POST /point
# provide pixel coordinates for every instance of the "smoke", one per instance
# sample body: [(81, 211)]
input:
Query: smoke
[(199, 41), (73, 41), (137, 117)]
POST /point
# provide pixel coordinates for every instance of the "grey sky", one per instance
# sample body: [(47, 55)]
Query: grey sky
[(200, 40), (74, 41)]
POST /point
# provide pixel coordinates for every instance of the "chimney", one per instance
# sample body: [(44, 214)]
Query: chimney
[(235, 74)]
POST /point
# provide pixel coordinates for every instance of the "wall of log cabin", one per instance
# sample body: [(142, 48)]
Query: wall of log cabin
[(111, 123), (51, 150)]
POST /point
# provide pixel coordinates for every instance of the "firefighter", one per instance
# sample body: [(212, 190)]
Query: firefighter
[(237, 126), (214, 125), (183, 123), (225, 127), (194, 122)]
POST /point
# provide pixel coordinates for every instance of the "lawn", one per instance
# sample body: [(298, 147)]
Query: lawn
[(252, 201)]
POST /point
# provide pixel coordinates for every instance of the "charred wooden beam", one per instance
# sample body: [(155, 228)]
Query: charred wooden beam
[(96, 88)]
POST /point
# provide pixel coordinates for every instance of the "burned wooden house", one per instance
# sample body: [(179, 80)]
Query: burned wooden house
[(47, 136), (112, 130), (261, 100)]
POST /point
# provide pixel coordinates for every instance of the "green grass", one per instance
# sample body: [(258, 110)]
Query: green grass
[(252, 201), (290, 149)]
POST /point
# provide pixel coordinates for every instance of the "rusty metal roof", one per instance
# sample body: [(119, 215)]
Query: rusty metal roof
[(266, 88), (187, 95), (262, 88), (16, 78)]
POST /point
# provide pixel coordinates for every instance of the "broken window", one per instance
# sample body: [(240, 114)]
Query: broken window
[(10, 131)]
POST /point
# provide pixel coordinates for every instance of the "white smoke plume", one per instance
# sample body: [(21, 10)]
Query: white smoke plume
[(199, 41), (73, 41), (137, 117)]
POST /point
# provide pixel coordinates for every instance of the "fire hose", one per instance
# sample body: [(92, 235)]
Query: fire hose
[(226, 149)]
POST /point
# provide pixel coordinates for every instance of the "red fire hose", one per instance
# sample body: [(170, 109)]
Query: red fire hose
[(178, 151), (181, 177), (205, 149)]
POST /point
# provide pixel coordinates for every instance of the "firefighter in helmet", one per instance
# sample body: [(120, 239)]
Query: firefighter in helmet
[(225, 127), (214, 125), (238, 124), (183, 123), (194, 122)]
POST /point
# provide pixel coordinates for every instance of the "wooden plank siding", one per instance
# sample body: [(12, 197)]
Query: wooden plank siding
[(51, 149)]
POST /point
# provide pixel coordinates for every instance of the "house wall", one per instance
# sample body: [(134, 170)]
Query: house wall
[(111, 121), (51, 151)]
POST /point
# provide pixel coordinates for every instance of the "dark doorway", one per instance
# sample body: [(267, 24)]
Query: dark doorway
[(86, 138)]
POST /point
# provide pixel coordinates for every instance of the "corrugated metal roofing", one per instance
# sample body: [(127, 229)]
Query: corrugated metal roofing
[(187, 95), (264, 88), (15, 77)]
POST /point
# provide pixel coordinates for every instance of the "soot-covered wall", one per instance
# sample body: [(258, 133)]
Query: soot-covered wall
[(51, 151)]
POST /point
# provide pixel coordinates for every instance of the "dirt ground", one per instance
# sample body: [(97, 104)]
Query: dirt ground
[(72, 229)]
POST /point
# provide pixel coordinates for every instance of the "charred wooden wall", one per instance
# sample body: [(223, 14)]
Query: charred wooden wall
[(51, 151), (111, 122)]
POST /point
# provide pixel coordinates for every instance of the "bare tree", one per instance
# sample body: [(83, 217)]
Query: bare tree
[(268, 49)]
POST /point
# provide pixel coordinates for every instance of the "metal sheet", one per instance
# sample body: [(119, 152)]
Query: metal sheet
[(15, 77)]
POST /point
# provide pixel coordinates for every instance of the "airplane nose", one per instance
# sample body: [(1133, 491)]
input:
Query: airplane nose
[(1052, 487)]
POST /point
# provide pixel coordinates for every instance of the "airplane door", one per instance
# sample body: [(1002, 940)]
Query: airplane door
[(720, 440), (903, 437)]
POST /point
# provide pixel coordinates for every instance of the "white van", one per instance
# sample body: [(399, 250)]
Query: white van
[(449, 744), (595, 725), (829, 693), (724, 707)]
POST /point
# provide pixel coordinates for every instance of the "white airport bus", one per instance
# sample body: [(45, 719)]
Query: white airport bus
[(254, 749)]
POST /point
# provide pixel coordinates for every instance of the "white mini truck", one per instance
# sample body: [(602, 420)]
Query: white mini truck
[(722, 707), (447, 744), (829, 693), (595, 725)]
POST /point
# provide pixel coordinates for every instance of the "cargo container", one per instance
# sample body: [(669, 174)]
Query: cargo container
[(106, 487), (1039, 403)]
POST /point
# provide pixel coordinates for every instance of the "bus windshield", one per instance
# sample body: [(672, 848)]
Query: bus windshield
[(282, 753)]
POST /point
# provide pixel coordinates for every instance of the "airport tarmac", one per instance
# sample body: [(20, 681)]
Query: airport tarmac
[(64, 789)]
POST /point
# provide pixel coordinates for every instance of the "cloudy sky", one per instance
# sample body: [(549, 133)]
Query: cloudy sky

**Task goal:** Please retype the listing above with no line missing.

**Expected output:**
POST /point
# provide pixel coordinates for every instance of the "smoke", one per instance
# sample body: [(81, 211)]
input:
Query: smoke
[(199, 41), (73, 41), (137, 117)]
POST /point
# provide pixel coordinates for every instance of the "grey sky", one per instance
# sample body: [(47, 55)]
Query: grey sky
[(200, 40), (74, 41)]
POST /point
# provide pixel coordinates for every instance of the "chimney", one per instance
# sample body: [(44, 214)]
Query: chimney
[(235, 74)]
POST /point
# provide pixel coordinates for every instance of the "wall of log cabin", one per instance
# sample body: [(142, 48)]
Query: wall of log cabin
[(111, 123), (51, 150)]
POST /point
# provide pixel coordinates for every instance of the "firefighter", one per instance
# sample body: [(212, 190)]
Query: firefighter
[(237, 126), (214, 125), (183, 123), (225, 127), (194, 122)]
POST /point
# provide pixel coordinates for every instance of the "lawn", one per instance
# sample body: [(298, 147)]
Query: lawn
[(252, 201)]
POST /point
# provide pixel coordinates for every instance of the "charred wooden beam", one per instance
# sample body: [(155, 228)]
Query: charred wooden beam
[(96, 88)]
POST /point
# provide pixel coordinates for every instance of the "burned wooden house", one per instance
# sample body: [(179, 80)]
Query: burned wooden house
[(47, 136), (112, 130), (261, 100)]
POST /point
# provide pixel coordinates for every instance of the "green grass", one per instance
# sample body: [(258, 110)]
Query: green grass
[(252, 201), (290, 149)]
POST /point
# provide pixel coordinates for every instance of the "rusty metal roof", one per instance
# sample body: [(119, 215)]
Query: rusty metal roof
[(266, 88), (187, 95), (262, 88), (16, 78)]
POST /point
# provide pixel coordinates for every instance of the "broken window", one per instance
# sample body: [(240, 114)]
Query: broken window
[(10, 131)]
POST /point
# provide pixel coordinates for every instance of the "white smoke plume", one per instance
# sample body: [(21, 10)]
Query: white smoke plume
[(199, 41), (73, 41), (137, 117)]
POST /point
# provide pixel coordinates for every instance of the "fire hose", one per instance
# sample body: [(92, 235)]
Query: fire hose
[(226, 149)]
POST /point
# provide pixel coordinates for every instance of the "red fire hose", one per instance
# sample body: [(170, 109)]
Query: red fire hose
[(178, 151), (181, 177), (205, 149)]
POST /point
# provide pixel coordinates for every instance of the "firefighter in helmet", one per instance
# sample body: [(120, 239)]
Query: firefighter in helmet
[(225, 127), (214, 125), (238, 124), (183, 123), (194, 122)]
POST /point
# provide pixel coordinates for every instance of the "wooden plank siding", one per instance
# sample body: [(12, 197)]
Query: wooden plank siding
[(51, 149)]
POST /point
# provide pixel coordinates for every instance of the "house wall", one per instance
# sample body: [(134, 170)]
Query: house wall
[(111, 121), (51, 151)]
POST /point
# provide pixel coordinates for every instance of the "dark doorway", one per instance
# sample body: [(267, 24)]
Query: dark doorway
[(86, 138)]
POST /point
# provide pixel coordinates for every instance of the "corrugated metal roofing", one per instance
# sample body: [(127, 229)]
Query: corrugated metal roofing
[(187, 95), (264, 88), (15, 77)]
POST /point
# provide pixel coordinates for every instance of the "soot-covered wall", one per instance
# sample body: [(258, 133)]
Query: soot-covered wall
[(51, 151)]
POST /point
# provide pixel coordinates for every instance of the "dirt ground", one per instance
# sample body: [(97, 104)]
Query: dirt ground
[(72, 229)]
POST /point
# provide pixel coordinates for every instance of the "charred wooden wall", one per instance
# sample body: [(223, 14)]
Query: charred wooden wall
[(51, 151), (111, 122)]
POST /point
# provide pixel coordinates for every instance of the "bare tree", one per instance
# sample body: [(83, 217)]
Query: bare tree
[(268, 49)]
POST /point
# provide pixel coordinates for every instance of the "metal sheet", one per instance
# sample body: [(119, 152)]
Query: metal sheet
[(15, 77)]
POST /point
# provide pixel coordinates for every instance of the "airplane nose", one per instance
# sample body: [(1133, 491)]
input:
Query: airplane nose
[(1052, 487)]
POST /point
# provide pixel coordinates for every instance of the "airplane door", one per instance
# sample body: [(1002, 940)]
Query: airplane door
[(720, 440), (903, 437)]
POST /point
# provide pixel coordinates for every instance of the "white van", one per instance
# sample body: [(399, 250)]
Query: white van
[(449, 744), (595, 725), (829, 693), (724, 707)]
POST /point
# provide pixel coordinates for every instance of the "white airport bus", one per instance
# sample body: [(45, 719)]
Query: white airport bus
[(254, 749)]
POST /point
# provide pixel coordinates for every instance of the "white mini truck", one per instance
# sample body: [(602, 420)]
Query: white mini truck
[(722, 707), (447, 744), (829, 693), (595, 725)]
POST /point
# provide pixel coordinates for every instance of the "cargo container", one per instance
# sample body: [(669, 174)]
Query: cargo container
[(106, 487), (1039, 403)]
POST /point
# provide pixel coordinates for every instance of the "bus windshield", one per instance
# sample body: [(672, 848)]
Query: bus windshield
[(282, 753)]
POST /point
# provide pixel coordinates for every instance of the "airport tarmac", one per instance
# sample body: [(20, 681)]
Query: airport tarmac
[(64, 789)]
POST /point
# provide pixel coordinates for every instance of the "cloudy sky", one per instance
# sample body: [(549, 133)]
Query: cloudy sky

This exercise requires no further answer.